EXERCISE PROMPT
Will you transcribe the entries that follow, exactly and in full?

......

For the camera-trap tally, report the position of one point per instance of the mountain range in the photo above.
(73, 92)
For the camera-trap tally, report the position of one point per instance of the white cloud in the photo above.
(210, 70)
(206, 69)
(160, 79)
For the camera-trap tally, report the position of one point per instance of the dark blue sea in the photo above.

......

RESULT OF THE EXERCISE
For the camera-trap tally, report the position of one point per instance of the mountain range in the photo above.
(73, 92)
For the camera-trap tally, report the position of one point per instance of the white cloud in the photo above.
(210, 70)
(206, 69)
(160, 79)
For the camera-trap tally, report the position of one point per instance of the dark blue sea in the photo above.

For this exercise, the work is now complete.